### Activity
Once the pictures are set aside, print the records that follow exactly as written.
[Start of Attachment]
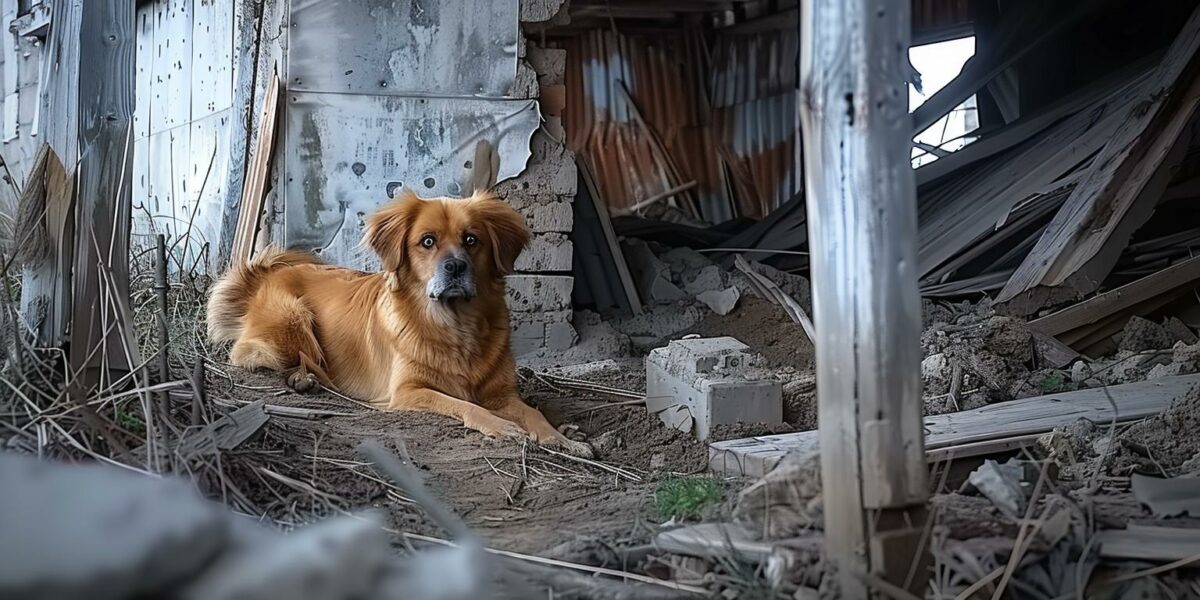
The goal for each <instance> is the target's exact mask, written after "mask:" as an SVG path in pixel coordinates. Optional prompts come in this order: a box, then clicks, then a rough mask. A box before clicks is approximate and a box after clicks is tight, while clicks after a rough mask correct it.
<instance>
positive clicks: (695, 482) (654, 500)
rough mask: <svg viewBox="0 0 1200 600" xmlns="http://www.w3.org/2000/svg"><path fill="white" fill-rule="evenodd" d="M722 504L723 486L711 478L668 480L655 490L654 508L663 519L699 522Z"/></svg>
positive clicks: (673, 479) (697, 478) (657, 487)
mask: <svg viewBox="0 0 1200 600" xmlns="http://www.w3.org/2000/svg"><path fill="white" fill-rule="evenodd" d="M719 502H721V486H720V485H718V484H716V481H714V480H712V479H709V478H678V479H668V480H666V481H662V482H660V484H659V486H658V487H656V488H654V508H655V509H656V510H658V511H659V515H660V516H661V517H662V518H676V520H678V521H684V520H698V518H700V517H701V516H703V514H704V509H707V508H709V506H712V505H714V504H716V503H719Z"/></svg>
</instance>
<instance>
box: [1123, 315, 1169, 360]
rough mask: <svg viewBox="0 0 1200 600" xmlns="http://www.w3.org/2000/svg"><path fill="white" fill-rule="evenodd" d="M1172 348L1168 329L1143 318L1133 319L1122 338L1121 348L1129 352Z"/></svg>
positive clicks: (1130, 318) (1125, 326)
mask: <svg viewBox="0 0 1200 600" xmlns="http://www.w3.org/2000/svg"><path fill="white" fill-rule="evenodd" d="M1170 347H1171V336H1170V335H1168V334H1166V329H1164V328H1163V325H1159V324H1158V323H1154V322H1152V320H1148V319H1144V318H1141V317H1136V316H1135V317H1132V318H1130V319H1129V323H1128V324H1126V326H1124V330H1123V332H1122V336H1121V344H1120V348H1121V349H1122V350H1127V352H1142V350H1157V349H1160V348H1170Z"/></svg>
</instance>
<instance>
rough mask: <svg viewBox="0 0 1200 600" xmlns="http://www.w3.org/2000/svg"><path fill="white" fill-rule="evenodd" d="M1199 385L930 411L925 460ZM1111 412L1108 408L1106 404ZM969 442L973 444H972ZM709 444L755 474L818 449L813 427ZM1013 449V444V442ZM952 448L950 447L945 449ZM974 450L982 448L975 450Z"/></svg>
mask: <svg viewBox="0 0 1200 600" xmlns="http://www.w3.org/2000/svg"><path fill="white" fill-rule="evenodd" d="M1195 385H1200V374H1189V376H1178V377H1164V378H1162V379H1153V380H1150V382H1138V383H1129V384H1124V385H1112V386H1109V388H1105V389H1102V388H1096V389H1087V390H1079V391H1069V392H1064V394H1050V395H1046V396H1036V397H1030V398H1021V400H1014V401H1010V402H1001V403H997V404H989V406H985V407H980V408H976V409H971V410H964V412H961V413H949V414H941V415H931V416H926V418H925V419H924V427H925V449H926V457H929V460H935V458H946V457H948V456H952V455H953V456H954V457H964V456H972V455H978V454H986V451H991V450H990V448H989V446H988V444H1000V445H1001V446H1003V445H1004V444H1010V443H1013V442H1012V440H1013V439H1016V438H1022V437H1027V436H1037V434H1040V433H1045V432H1048V431H1050V430H1052V428H1055V427H1063V426H1067V425H1070V424H1073V422H1075V421H1076V420H1079V419H1087V420H1091V421H1096V422H1110V421H1112V418H1114V415H1115V416H1116V419H1117V421H1120V422H1123V421H1132V420H1136V419H1142V418H1146V416H1151V415H1154V414H1158V413H1160V412H1163V410H1164V409H1166V408H1168V407H1170V406H1171V402H1172V401H1174V400H1175V398H1178V397H1180V396H1182V395H1183V394H1187V392H1188V390H1190V389H1192V388H1193V386H1195ZM1110 396H1111V398H1112V403H1115V404H1116V408H1117V413H1114V412H1112V403H1110V402H1109V397H1110ZM973 444H974V446H972V445H973ZM708 448H709V469H710V470H713V472H716V473H722V474H727V475H751V476H761V475H763V474H766V473H768V472H769V470H770V469H773V468H774V467H775V464H778V463H779V461H780V460H781V458H782V457H784V455H785V454H787V452H798V454H814V452H818V451H820V436H818V432H816V431H804V432H798V433H784V434H779V436H763V437H756V438H744V439H731V440H726V442H714V443H712V444H709V445H708ZM1014 448H1015V446H1014ZM949 449H956V450H958V451H956V452H949ZM980 449H983V450H985V451H983V452H980Z"/></svg>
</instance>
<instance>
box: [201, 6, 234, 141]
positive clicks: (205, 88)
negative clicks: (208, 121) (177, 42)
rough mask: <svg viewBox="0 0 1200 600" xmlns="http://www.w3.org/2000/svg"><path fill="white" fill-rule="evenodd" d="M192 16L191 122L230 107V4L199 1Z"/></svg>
mask: <svg viewBox="0 0 1200 600" xmlns="http://www.w3.org/2000/svg"><path fill="white" fill-rule="evenodd" d="M193 11H194V12H193V14H192V119H193V120H197V119H202V118H204V116H208V115H210V114H212V113H216V112H218V110H224V109H227V108H229V107H230V106H233V5H232V4H229V2H198V4H197V5H196V6H194V7H193Z"/></svg>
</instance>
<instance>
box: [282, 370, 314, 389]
mask: <svg viewBox="0 0 1200 600" xmlns="http://www.w3.org/2000/svg"><path fill="white" fill-rule="evenodd" d="M288 388H292V389H293V390H295V391H296V392H299V394H308V392H310V391H316V390H317V389H318V388H320V382H319V380H318V379H317V376H314V374H312V373H310V372H307V371H300V370H298V371H294V372H292V374H289V376H288Z"/></svg>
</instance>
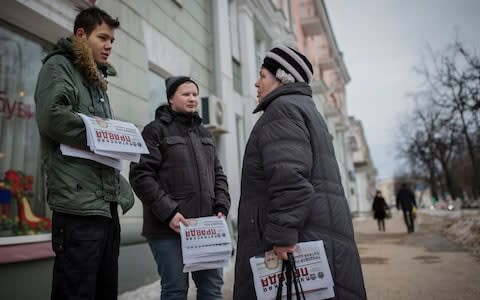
[End of Attachment]
### Exercise response
The goal for each <instance> is the target's exact mask, written after "mask:" as an SVG path in pixel coordinates. Optional prompts come in this order: a box, then clicks, then a rough mask. A box before clicks is approximate and a box after clicks is tight, while clicks after a rough mask correct it.
<instance>
positive clicks: (695, 482) (654, 500)
rough mask: <svg viewBox="0 0 1200 600" xmlns="http://www.w3.org/2000/svg"><path fill="white" fill-rule="evenodd" d="M722 504L723 486L711 478L668 480L655 490L654 508L663 519L699 522Z"/></svg>
positive clicks: (673, 479) (697, 478) (657, 487)
mask: <svg viewBox="0 0 1200 600" xmlns="http://www.w3.org/2000/svg"><path fill="white" fill-rule="evenodd" d="M719 502H721V486H720V485H718V484H716V481H714V480H712V479H709V478H678V479H668V480H666V481H662V482H660V484H659V486H658V487H656V488H654V508H655V509H656V510H658V511H659V515H660V516H661V517H662V518H676V520H678V521H684V520H698V518H700V517H701V516H703V514H704V509H707V508H709V506H712V505H714V504H716V503H719Z"/></svg>
</instance>
<instance>
box: [1123, 315, 1169, 360]
rough mask: <svg viewBox="0 0 1200 600" xmlns="http://www.w3.org/2000/svg"><path fill="white" fill-rule="evenodd" d="M1172 348L1168 329L1143 318L1133 319L1122 338L1121 348L1129 352Z"/></svg>
positive clicks: (1130, 318) (1125, 326)
mask: <svg viewBox="0 0 1200 600" xmlns="http://www.w3.org/2000/svg"><path fill="white" fill-rule="evenodd" d="M1170 347H1171V336H1170V335H1168V334H1166V329H1164V328H1163V325H1159V324H1158V323H1154V322H1152V320H1148V319H1144V318H1141V317H1136V316H1135V317H1132V318H1130V319H1129V323H1128V324H1126V326H1124V330H1123V332H1122V336H1121V344H1120V348H1121V349H1122V350H1127V352H1142V350H1157V349H1160V348H1170Z"/></svg>
</instance>
<instance>
rough mask: <svg viewBox="0 0 1200 600" xmlns="http://www.w3.org/2000/svg"><path fill="white" fill-rule="evenodd" d="M1199 385L930 411L925 460ZM1111 412L1108 408L1106 404ZM969 442L973 444H972ZM709 444L755 474L818 449L813 427ZM1013 449V444V442ZM952 448L950 447L945 449ZM974 450L982 448L975 450Z"/></svg>
mask: <svg viewBox="0 0 1200 600" xmlns="http://www.w3.org/2000/svg"><path fill="white" fill-rule="evenodd" d="M1195 385H1200V374H1189V376H1178V377H1164V378H1162V379H1153V380H1150V382H1138V383H1129V384H1124V385H1112V386H1109V388H1105V389H1102V388H1096V389H1087V390H1079V391H1069V392H1064V394H1050V395H1046V396H1036V397H1030V398H1021V400H1014V401H1010V402H1001V403H997V404H989V406H985V407H980V408H976V409H971V410H964V412H961V413H949V414H941V415H931V416H926V418H925V419H924V427H925V449H926V457H929V460H935V458H946V457H948V456H952V455H953V456H954V457H964V456H972V455H978V454H986V451H991V450H990V448H989V446H988V444H1000V445H1001V446H1003V445H1004V444H1010V443H1013V442H1012V440H1013V439H1016V438H1022V437H1027V436H1037V434H1040V433H1045V432H1048V431H1050V430H1052V428H1055V427H1063V426H1067V425H1070V424H1073V422H1075V421H1076V420H1079V419H1087V420H1091V421H1096V422H1110V421H1112V418H1114V415H1115V416H1116V419H1117V421H1120V422H1123V421H1132V420H1136V419H1142V418H1146V416H1151V415H1154V414H1158V413H1160V412H1163V410H1164V409H1166V408H1168V407H1170V406H1171V402H1172V401H1174V400H1175V398H1178V397H1180V396H1182V395H1183V394H1187V392H1188V390H1190V389H1192V388H1193V386H1195ZM1110 396H1111V398H1112V403H1115V404H1116V408H1117V413H1114V412H1112V403H1110V402H1109V397H1110ZM973 444H974V446H972V445H973ZM708 448H709V469H710V470H713V472H716V473H722V474H727V475H751V476H761V475H763V474H766V473H768V472H769V470H770V469H773V468H774V467H775V464H778V463H779V461H780V460H781V458H782V457H784V455H785V454H787V452H798V454H814V452H818V451H820V436H818V432H816V431H804V432H798V433H784V434H779V436H763V437H756V438H744V439H731V440H726V442H714V443H712V444H709V445H708ZM1014 448H1015V446H1014ZM949 449H956V450H958V451H956V452H949ZM980 449H983V450H985V451H983V452H980Z"/></svg>
</instance>
<instance>
box: [201, 6, 234, 141]
positive clicks: (205, 88)
negative clicks: (208, 121) (177, 42)
rough mask: <svg viewBox="0 0 1200 600" xmlns="http://www.w3.org/2000/svg"><path fill="white" fill-rule="evenodd" d="M192 16L191 122L230 107V4L199 1Z"/></svg>
mask: <svg viewBox="0 0 1200 600" xmlns="http://www.w3.org/2000/svg"><path fill="white" fill-rule="evenodd" d="M193 11H194V12H193V14H192V119H193V120H197V119H202V118H204V116H208V115H210V114H212V113H216V112H218V110H224V109H227V108H229V107H230V106H233V5H232V4H229V2H198V4H197V5H196V6H194V7H193Z"/></svg>
</instance>
<instance>
box: [282, 370, 314, 389]
mask: <svg viewBox="0 0 1200 600" xmlns="http://www.w3.org/2000/svg"><path fill="white" fill-rule="evenodd" d="M288 388H292V389H293V390H295V391H296V392H299V394H308V392H310V391H316V390H317V389H318V388H320V382H319V380H318V379H317V376H314V374H312V373H310V372H307V371H300V370H298V371H294V372H292V374H289V376H288Z"/></svg>
</instance>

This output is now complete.